STATED GOAL >> Copy the items exactly, from the first line of the items through the line that contains "[145,43,237,96]", including both ends, and leave the pictures out.
"""
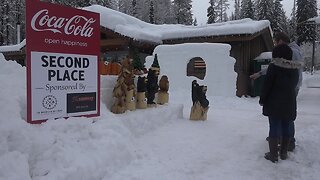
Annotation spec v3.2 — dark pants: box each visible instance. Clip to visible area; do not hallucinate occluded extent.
[269,117,294,138]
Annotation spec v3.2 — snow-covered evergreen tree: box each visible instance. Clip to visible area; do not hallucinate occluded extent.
[240,0,255,19]
[207,0,218,24]
[288,0,298,41]
[118,0,131,14]
[297,0,317,45]
[192,18,198,26]
[0,0,25,45]
[272,0,288,33]
[149,0,155,24]
[255,0,275,28]
[232,0,241,20]
[216,0,230,22]
[129,0,138,17]
[173,0,193,25]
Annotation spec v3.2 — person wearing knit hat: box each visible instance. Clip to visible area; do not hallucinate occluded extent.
[259,44,302,162]
[250,32,303,151]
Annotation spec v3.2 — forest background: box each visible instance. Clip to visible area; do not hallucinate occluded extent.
[0,0,320,69]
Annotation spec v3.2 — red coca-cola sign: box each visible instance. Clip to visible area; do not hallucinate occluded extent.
[26,0,100,123]
[31,9,96,37]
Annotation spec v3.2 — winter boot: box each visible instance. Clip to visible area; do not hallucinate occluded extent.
[288,138,296,152]
[264,137,278,163]
[280,137,291,160]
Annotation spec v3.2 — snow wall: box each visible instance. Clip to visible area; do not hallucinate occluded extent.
[145,43,237,96]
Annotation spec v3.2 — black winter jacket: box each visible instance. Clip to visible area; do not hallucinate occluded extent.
[259,58,302,121]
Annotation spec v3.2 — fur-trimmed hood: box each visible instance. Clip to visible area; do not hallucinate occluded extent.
[271,58,303,69]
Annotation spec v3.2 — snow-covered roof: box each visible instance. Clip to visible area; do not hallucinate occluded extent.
[0,39,26,52]
[83,5,270,43]
[308,16,320,24]
[254,52,272,60]
[0,5,270,52]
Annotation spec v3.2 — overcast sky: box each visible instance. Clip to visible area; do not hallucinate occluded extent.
[192,0,306,25]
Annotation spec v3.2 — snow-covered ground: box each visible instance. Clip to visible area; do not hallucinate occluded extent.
[0,50,320,180]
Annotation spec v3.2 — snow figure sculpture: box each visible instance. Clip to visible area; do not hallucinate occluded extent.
[147,68,159,106]
[137,76,147,109]
[111,57,136,114]
[158,75,169,105]
[147,54,160,107]
[190,80,209,120]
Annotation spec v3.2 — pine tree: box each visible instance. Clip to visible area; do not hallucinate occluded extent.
[192,18,198,26]
[240,0,255,19]
[232,0,241,20]
[297,0,317,45]
[272,0,288,33]
[129,0,138,17]
[256,0,275,28]
[151,54,160,69]
[288,0,297,41]
[207,0,218,24]
[173,0,193,25]
[149,1,155,24]
[216,0,230,22]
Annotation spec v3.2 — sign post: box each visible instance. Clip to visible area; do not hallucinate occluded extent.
[26,0,100,123]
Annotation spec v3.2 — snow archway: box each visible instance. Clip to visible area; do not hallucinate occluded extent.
[145,43,236,96]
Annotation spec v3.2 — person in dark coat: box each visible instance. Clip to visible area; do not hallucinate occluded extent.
[259,44,301,162]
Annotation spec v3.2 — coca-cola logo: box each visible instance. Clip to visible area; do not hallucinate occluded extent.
[31,9,96,37]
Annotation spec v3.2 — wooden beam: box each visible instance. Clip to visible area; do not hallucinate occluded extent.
[100,38,129,46]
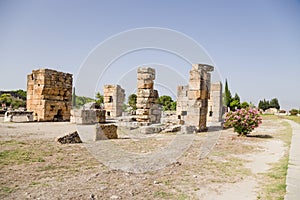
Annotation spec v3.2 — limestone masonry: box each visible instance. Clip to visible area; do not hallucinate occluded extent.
[27,69,73,121]
[103,85,125,117]
[207,82,223,122]
[176,64,214,131]
[136,67,161,124]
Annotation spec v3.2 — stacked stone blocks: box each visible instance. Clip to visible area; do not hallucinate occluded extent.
[207,82,223,122]
[103,85,125,117]
[27,69,72,121]
[136,67,161,123]
[177,64,214,131]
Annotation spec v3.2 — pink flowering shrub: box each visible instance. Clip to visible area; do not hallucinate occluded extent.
[224,108,262,135]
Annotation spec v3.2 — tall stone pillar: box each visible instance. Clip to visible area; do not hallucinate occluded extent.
[207,82,223,122]
[136,67,161,124]
[185,64,214,131]
[103,85,125,117]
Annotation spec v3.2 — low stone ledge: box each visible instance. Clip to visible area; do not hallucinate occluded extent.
[94,124,118,141]
[56,131,82,144]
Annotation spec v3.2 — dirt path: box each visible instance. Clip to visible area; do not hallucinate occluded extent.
[0,119,286,199]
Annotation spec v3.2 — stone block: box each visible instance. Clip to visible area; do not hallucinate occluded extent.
[95,124,118,141]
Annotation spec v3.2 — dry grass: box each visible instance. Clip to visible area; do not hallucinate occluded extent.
[258,119,292,200]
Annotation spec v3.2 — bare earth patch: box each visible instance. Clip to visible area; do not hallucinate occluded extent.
[0,118,287,199]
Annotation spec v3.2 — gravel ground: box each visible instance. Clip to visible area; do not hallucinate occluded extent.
[0,118,286,199]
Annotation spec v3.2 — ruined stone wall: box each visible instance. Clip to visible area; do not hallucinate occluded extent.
[27,69,72,121]
[176,85,189,120]
[177,64,213,131]
[103,85,125,117]
[70,109,106,124]
[207,82,223,122]
[136,67,161,123]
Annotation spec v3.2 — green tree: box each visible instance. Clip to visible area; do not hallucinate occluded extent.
[233,93,241,102]
[128,94,137,110]
[171,101,177,111]
[0,93,13,106]
[258,99,270,111]
[290,109,299,115]
[229,100,240,111]
[240,101,250,108]
[270,98,280,110]
[96,92,104,106]
[224,79,232,107]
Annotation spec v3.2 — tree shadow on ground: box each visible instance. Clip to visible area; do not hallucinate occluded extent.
[247,135,273,139]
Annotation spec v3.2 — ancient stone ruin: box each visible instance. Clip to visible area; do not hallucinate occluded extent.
[136,67,161,125]
[176,64,214,131]
[103,85,125,117]
[27,69,72,121]
[207,82,223,122]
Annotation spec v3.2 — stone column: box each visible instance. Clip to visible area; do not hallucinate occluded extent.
[103,85,125,117]
[207,82,223,122]
[136,67,160,123]
[185,64,214,131]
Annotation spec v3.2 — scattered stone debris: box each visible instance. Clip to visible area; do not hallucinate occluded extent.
[95,124,118,141]
[181,125,196,134]
[56,131,82,144]
[140,125,162,134]
[162,125,181,133]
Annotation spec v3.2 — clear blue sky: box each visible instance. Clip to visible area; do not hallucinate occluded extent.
[0,0,300,109]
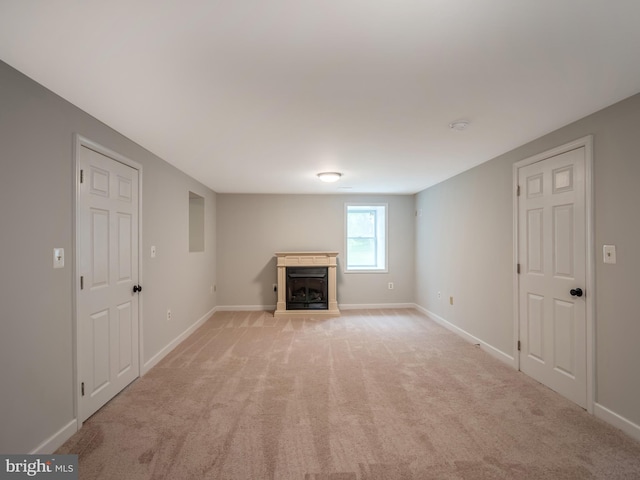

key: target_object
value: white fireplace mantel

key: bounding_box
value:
[273,252,340,317]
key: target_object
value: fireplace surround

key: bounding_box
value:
[274,252,340,317]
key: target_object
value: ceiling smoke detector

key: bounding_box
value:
[318,172,342,183]
[449,120,471,132]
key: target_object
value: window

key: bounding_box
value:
[345,204,387,272]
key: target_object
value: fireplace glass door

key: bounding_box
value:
[287,267,329,310]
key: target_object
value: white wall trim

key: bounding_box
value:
[216,305,276,312]
[593,403,640,441]
[414,305,518,369]
[29,418,78,455]
[340,303,416,310]
[216,303,416,312]
[140,307,218,376]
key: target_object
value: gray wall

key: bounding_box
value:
[217,194,414,307]
[0,62,216,453]
[415,95,640,425]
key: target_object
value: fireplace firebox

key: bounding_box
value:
[273,251,340,317]
[287,267,329,310]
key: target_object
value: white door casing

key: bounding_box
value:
[516,138,593,409]
[76,141,140,423]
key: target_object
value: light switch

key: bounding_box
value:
[602,245,616,263]
[53,248,64,268]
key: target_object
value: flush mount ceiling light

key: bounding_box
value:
[449,120,471,131]
[318,172,342,183]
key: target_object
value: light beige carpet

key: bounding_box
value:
[57,310,640,480]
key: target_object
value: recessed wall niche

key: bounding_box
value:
[189,192,204,252]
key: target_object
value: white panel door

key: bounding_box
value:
[77,146,139,421]
[518,147,591,408]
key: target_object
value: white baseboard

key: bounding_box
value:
[140,307,219,376]
[414,304,517,368]
[593,403,640,441]
[216,305,276,312]
[216,303,415,312]
[29,418,78,455]
[338,303,415,310]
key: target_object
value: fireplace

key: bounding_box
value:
[274,252,340,317]
[286,267,329,310]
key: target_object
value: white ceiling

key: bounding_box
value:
[0,0,640,194]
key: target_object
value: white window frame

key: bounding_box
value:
[343,202,389,273]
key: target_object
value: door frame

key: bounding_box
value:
[513,135,596,414]
[72,133,144,431]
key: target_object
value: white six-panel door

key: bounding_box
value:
[518,147,591,407]
[77,146,139,422]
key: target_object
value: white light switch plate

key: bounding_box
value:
[602,245,616,263]
[53,248,64,268]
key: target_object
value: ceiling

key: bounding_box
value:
[0,0,640,194]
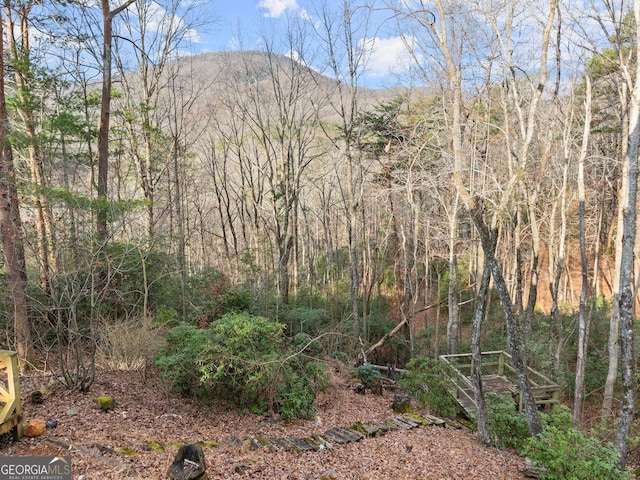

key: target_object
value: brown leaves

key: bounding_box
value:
[0,372,525,480]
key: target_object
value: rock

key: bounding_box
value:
[167,443,209,480]
[25,418,47,437]
[391,393,413,413]
[93,395,116,412]
[371,378,382,396]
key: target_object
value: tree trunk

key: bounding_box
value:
[573,76,591,429]
[471,260,491,445]
[615,0,640,466]
[0,10,33,363]
[471,209,542,435]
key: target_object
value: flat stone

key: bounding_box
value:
[286,438,313,452]
[349,422,378,437]
[398,415,422,428]
[422,414,447,427]
[336,427,364,442]
[271,438,295,452]
[389,417,415,430]
[303,435,331,451]
[324,428,351,444]
[241,438,262,452]
[365,420,389,435]
[224,436,242,448]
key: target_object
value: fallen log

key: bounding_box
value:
[31,375,66,403]
[363,303,438,362]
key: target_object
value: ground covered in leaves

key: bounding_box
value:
[0,366,525,480]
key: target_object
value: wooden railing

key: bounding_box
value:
[0,350,22,438]
[439,350,561,410]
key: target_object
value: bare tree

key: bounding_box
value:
[616,0,640,466]
[0,7,34,362]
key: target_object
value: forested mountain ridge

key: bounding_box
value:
[0,0,640,472]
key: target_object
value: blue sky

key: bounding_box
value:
[196,0,416,88]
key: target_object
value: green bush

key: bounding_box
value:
[156,324,211,396]
[156,313,326,418]
[524,426,631,480]
[351,363,382,388]
[486,392,530,451]
[400,357,459,417]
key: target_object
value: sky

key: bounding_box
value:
[190,0,407,88]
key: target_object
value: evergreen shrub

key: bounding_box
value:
[400,357,459,417]
[156,313,327,418]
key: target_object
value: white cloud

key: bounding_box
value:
[359,36,416,77]
[258,0,300,18]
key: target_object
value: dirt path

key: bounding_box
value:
[0,372,525,480]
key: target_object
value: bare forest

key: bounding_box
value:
[0,0,640,478]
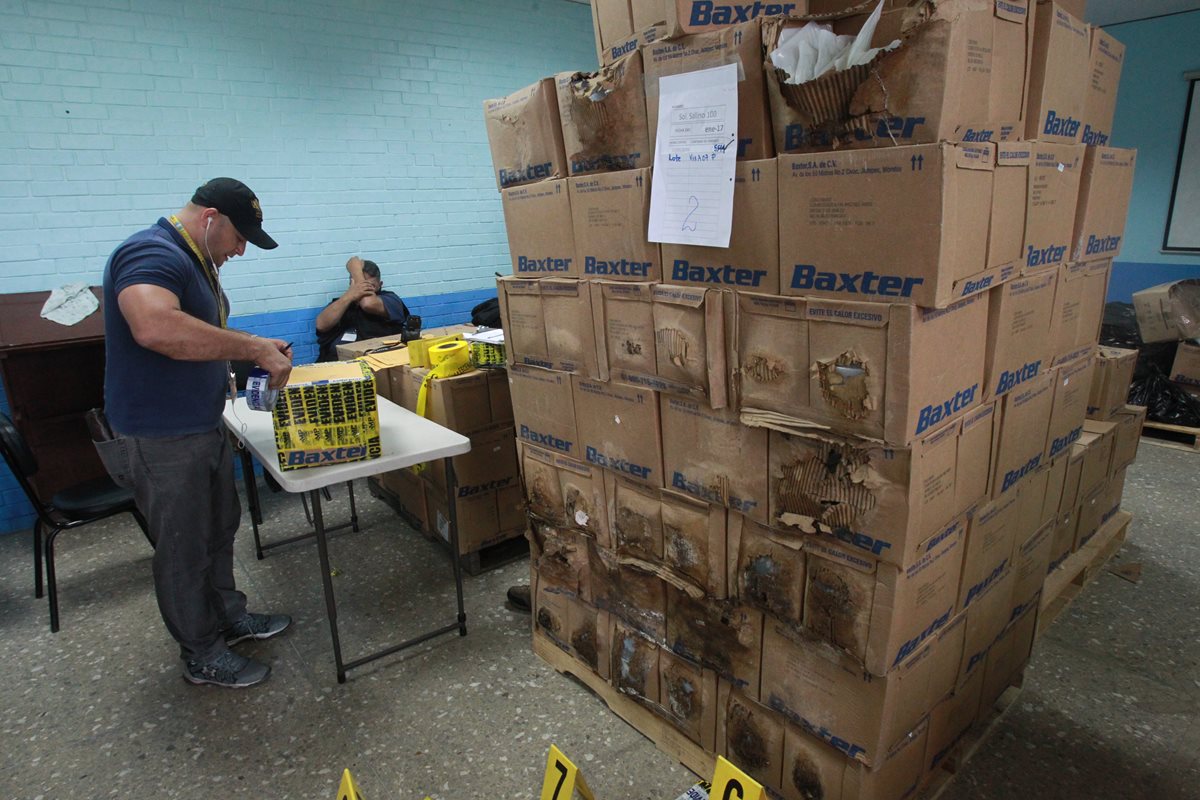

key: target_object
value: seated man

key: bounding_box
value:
[317,255,420,361]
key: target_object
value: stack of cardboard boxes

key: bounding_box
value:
[485,0,1142,799]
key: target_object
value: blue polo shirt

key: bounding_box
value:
[104,218,229,437]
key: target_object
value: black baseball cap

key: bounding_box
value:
[192,178,278,249]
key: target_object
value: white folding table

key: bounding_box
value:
[222,397,470,684]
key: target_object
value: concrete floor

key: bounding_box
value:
[0,444,1200,800]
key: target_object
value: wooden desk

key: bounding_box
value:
[0,287,107,500]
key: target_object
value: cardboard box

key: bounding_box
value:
[508,365,583,458]
[1025,142,1086,270]
[592,0,636,64]
[762,620,962,766]
[1171,342,1200,390]
[985,142,1033,268]
[592,282,728,408]
[727,513,808,627]
[1025,0,1091,143]
[500,180,573,278]
[484,78,566,190]
[630,0,808,37]
[804,517,964,675]
[734,293,988,445]
[991,372,1055,498]
[662,158,779,294]
[1050,260,1112,366]
[763,2,1028,152]
[779,142,993,308]
[1046,353,1094,459]
[1087,345,1132,420]
[554,50,652,178]
[660,395,768,523]
[666,585,763,697]
[571,375,662,488]
[271,361,383,471]
[984,270,1058,399]
[1070,146,1138,261]
[640,19,772,161]
[1076,27,1124,146]
[1133,278,1200,342]
[954,492,1018,610]
[769,404,995,569]
[656,650,719,752]
[521,443,612,547]
[568,169,661,281]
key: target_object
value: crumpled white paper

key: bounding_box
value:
[770,1,900,84]
[41,283,100,325]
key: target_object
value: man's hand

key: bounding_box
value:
[254,338,292,389]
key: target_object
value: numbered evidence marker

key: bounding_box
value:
[337,770,364,800]
[709,756,767,800]
[541,745,595,800]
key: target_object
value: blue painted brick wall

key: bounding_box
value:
[0,0,595,531]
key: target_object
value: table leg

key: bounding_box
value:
[238,447,263,561]
[308,489,346,684]
[446,458,467,636]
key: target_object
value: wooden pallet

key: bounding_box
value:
[1141,420,1200,452]
[367,479,529,577]
[1037,511,1133,638]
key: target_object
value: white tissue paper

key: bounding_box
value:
[770,1,900,84]
[41,283,100,325]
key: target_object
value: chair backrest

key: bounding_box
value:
[0,413,37,483]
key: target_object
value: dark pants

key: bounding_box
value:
[106,428,246,661]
"""
RESPONSE FOR THIS EXERCISE >>
Annotation spec v3.2 — dark pants: box each visible instance. Clip to visible area; do not hallucinate occluded extent.
[269,117,294,138]
Annotation spec v3.2 — snow-covered evergreen tree: box each visible instance. Clip to visible area; do not hallucinate occluded extent.
[240,0,255,19]
[207,0,218,24]
[288,0,298,41]
[118,0,131,14]
[297,0,317,45]
[192,18,198,26]
[0,0,25,45]
[272,0,288,33]
[149,0,155,24]
[255,0,275,28]
[232,0,241,20]
[216,0,230,22]
[129,0,138,17]
[173,0,193,25]
Annotation spec v3.2 — person wearing knit hat: box each visible instance. Clip to visible area; do not hallucinate occluded extent.
[259,44,302,162]
[250,32,303,151]
Annotation spec v3.2 — forest background: box each visible instance. Clip to visible area; do not hallucinate occluded extent.
[0,0,320,69]
Annotation spec v3.2 — red coca-cola sign: box each visible instance. Clip to visible area; do not hallucinate occluded extent.
[26,0,100,123]
[31,9,96,37]
Annotation spec v3.2 — winter boot: box each visible instance. Clip to visible area; do not hallucinate occluded extent.
[288,138,296,152]
[264,137,278,163]
[280,137,291,160]
Annotation spec v3.2 — snow wall: box each visible instance. Clip to visible area; do not hallucinate occluded extent.
[145,43,237,96]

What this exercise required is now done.